### Problem statement:
Produce a verbatim copy of the entries listed below.

### Data for processing:

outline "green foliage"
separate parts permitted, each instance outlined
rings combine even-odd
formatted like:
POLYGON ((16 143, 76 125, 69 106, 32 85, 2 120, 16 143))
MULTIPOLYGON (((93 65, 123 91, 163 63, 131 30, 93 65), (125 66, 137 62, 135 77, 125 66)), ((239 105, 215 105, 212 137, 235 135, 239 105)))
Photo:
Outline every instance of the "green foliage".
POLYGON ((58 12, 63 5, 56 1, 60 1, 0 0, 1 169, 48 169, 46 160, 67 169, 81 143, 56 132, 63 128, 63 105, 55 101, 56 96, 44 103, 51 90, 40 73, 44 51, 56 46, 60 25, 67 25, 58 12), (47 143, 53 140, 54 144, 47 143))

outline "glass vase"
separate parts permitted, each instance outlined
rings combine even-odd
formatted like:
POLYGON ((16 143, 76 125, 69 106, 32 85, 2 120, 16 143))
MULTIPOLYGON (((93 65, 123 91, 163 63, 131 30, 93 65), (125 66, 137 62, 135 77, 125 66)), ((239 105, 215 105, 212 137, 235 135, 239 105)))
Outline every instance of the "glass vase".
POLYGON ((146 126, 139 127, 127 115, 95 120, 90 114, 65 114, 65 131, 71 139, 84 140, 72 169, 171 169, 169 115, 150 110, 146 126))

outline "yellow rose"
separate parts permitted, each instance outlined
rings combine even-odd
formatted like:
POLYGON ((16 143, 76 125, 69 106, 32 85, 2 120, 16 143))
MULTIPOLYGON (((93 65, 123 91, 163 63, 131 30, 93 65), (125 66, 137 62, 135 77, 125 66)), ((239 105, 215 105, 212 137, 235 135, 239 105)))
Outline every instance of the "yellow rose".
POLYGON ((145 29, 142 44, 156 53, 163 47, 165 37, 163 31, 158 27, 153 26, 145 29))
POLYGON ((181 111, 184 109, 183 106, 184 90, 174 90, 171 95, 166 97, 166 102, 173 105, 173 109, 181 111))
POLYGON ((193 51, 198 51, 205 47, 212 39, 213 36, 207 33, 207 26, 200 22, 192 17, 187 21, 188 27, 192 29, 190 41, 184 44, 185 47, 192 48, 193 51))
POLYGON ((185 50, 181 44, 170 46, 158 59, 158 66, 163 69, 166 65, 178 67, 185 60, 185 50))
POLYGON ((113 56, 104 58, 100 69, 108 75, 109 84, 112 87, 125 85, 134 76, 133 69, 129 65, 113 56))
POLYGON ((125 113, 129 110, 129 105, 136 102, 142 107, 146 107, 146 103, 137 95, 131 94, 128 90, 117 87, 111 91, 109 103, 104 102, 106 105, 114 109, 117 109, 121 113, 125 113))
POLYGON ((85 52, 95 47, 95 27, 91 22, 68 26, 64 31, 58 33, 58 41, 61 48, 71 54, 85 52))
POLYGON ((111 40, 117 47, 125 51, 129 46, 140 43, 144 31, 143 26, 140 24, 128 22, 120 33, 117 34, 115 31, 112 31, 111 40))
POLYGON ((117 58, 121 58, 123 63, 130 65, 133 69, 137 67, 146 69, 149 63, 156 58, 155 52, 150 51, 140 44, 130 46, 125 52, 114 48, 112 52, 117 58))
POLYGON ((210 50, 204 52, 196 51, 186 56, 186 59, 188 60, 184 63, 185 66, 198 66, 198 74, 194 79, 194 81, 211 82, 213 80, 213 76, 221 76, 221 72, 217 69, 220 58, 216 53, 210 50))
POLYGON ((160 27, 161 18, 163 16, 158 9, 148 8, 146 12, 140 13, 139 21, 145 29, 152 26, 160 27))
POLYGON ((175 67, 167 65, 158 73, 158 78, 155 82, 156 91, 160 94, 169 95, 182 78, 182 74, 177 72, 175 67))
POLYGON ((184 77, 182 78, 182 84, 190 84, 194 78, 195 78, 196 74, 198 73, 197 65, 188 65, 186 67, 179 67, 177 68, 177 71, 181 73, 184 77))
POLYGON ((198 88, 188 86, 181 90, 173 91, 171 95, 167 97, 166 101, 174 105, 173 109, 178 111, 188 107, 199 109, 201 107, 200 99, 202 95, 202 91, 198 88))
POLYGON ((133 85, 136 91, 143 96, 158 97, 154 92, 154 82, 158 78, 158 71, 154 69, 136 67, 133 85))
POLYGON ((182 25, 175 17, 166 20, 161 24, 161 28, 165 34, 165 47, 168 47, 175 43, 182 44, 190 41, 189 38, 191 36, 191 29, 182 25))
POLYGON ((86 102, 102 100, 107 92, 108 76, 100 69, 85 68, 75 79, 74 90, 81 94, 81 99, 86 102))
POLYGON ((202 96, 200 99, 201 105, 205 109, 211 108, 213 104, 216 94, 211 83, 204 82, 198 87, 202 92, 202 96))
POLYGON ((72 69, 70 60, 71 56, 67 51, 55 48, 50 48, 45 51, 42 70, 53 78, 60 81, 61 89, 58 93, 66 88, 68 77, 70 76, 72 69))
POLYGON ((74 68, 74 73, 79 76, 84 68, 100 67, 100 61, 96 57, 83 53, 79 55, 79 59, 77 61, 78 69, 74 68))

### Result of this exercise:
outline "green foliage"
separate parts permitted, each instance outlined
rings combine even-odd
formatted like:
POLYGON ((16 143, 76 125, 69 106, 32 85, 2 120, 16 143))
MULTIPOLYGON (((93 65, 123 91, 163 63, 131 30, 93 65), (125 66, 137 62, 135 77, 125 66)), ((239 105, 215 105, 212 137, 235 135, 239 105)))
Photo:
Outline every instance of the "green foliage".
POLYGON ((58 12, 63 5, 56 1, 60 1, 0 0, 1 169, 48 169, 46 160, 67 169, 81 143, 56 132, 63 128, 63 105, 55 101, 56 96, 44 103, 51 90, 40 73, 44 51, 56 46, 60 25, 67 25, 58 12), (47 143, 53 140, 54 144, 47 143))

outline "glass vase"
separate parts permitted, each instance outlined
rings combine even-odd
formatted like:
POLYGON ((16 143, 76 125, 69 106, 32 85, 2 120, 16 143))
MULTIPOLYGON (((93 65, 123 91, 163 63, 131 30, 93 65), (125 66, 137 62, 135 77, 125 66)), ((239 105, 215 105, 212 137, 235 135, 239 105)))
Outline every instance of the "glass vase".
POLYGON ((146 126, 139 127, 127 115, 95 120, 90 114, 65 114, 65 131, 71 139, 84 140, 72 169, 171 169, 169 115, 150 110, 146 126))

outline "yellow rose"
separate parts permitted, each instance outlined
rings combine even-odd
formatted like:
POLYGON ((16 143, 76 125, 69 106, 32 85, 2 120, 16 143))
MULTIPOLYGON (((93 65, 123 91, 163 63, 131 30, 93 65), (125 66, 137 62, 135 77, 125 66)), ((239 105, 215 105, 212 137, 235 135, 239 105)))
Outline every instance of the "yellow rose".
POLYGON ((145 29, 142 44, 156 53, 163 47, 165 37, 163 31, 158 27, 153 26, 145 29))
POLYGON ((181 111, 184 109, 183 106, 184 90, 174 90, 171 95, 166 97, 166 102, 173 105, 173 109, 181 111))
POLYGON ((193 51, 198 51, 205 47, 212 39, 213 36, 207 33, 207 26, 200 22, 192 17, 187 21, 188 27, 192 29, 190 41, 184 44, 185 47, 192 48, 193 51))
POLYGON ((185 50, 181 44, 170 46, 158 59, 158 66, 163 69, 166 65, 178 67, 185 60, 185 50))
POLYGON ((113 56, 104 58, 100 69, 108 75, 109 84, 112 87, 125 85, 134 76, 133 69, 129 65, 113 56))
POLYGON ((125 113, 129 110, 129 105, 136 102, 142 107, 146 107, 146 103, 137 95, 131 94, 128 90, 117 87, 111 91, 109 103, 104 102, 106 105, 114 109, 117 109, 121 113, 125 113))
POLYGON ((85 52, 95 47, 95 27, 91 22, 68 26, 64 31, 58 33, 58 41, 61 48, 71 54, 85 52))
POLYGON ((111 40, 117 47, 125 51, 129 46, 140 43, 144 31, 143 26, 140 24, 128 22, 120 33, 117 34, 115 31, 112 31, 111 40))
POLYGON ((117 58, 121 58, 123 63, 130 65, 133 69, 137 67, 146 69, 149 63, 156 58, 155 52, 150 51, 140 44, 130 46, 125 52, 114 48, 112 52, 117 58))
POLYGON ((210 50, 204 52, 196 51, 186 56, 186 59, 188 60, 184 63, 185 66, 198 66, 198 74, 194 79, 194 81, 211 82, 213 80, 213 76, 221 76, 221 72, 217 69, 220 58, 216 53, 210 50))
POLYGON ((160 27, 161 18, 163 16, 158 9, 148 8, 146 12, 140 13, 139 21, 145 29, 152 26, 160 27))
POLYGON ((175 67, 167 65, 158 73, 158 78, 155 82, 156 91, 160 94, 169 95, 182 78, 182 74, 177 72, 175 67))
POLYGON ((184 77, 182 78, 182 84, 190 84, 194 78, 195 78, 196 74, 198 73, 197 65, 188 65, 186 67, 179 67, 177 68, 177 71, 181 73, 184 77))
POLYGON ((198 88, 188 86, 181 90, 173 91, 171 95, 167 97, 166 101, 174 105, 173 109, 178 111, 188 107, 199 109, 201 107, 200 99, 202 95, 202 91, 198 88))
POLYGON ((133 85, 136 91, 143 96, 158 97, 154 92, 154 82, 158 78, 158 71, 154 69, 136 67, 133 85))
POLYGON ((182 25, 175 17, 166 20, 161 24, 161 28, 165 34, 165 47, 168 47, 175 43, 182 44, 190 41, 189 38, 191 36, 191 29, 182 25))
POLYGON ((86 102, 102 100, 107 92, 108 76, 100 69, 85 68, 75 79, 74 90, 81 94, 81 99, 86 102))
POLYGON ((202 96, 200 99, 201 105, 205 109, 211 108, 213 104, 216 94, 211 83, 204 82, 198 87, 202 92, 202 96))
POLYGON ((72 69, 70 60, 71 56, 67 51, 55 48, 50 48, 45 51, 42 70, 53 78, 60 81, 61 89, 58 93, 66 88, 68 77, 70 76, 72 69))
POLYGON ((74 68, 74 73, 79 76, 84 68, 100 67, 100 61, 96 57, 83 53, 79 55, 79 59, 77 61, 78 69, 74 68))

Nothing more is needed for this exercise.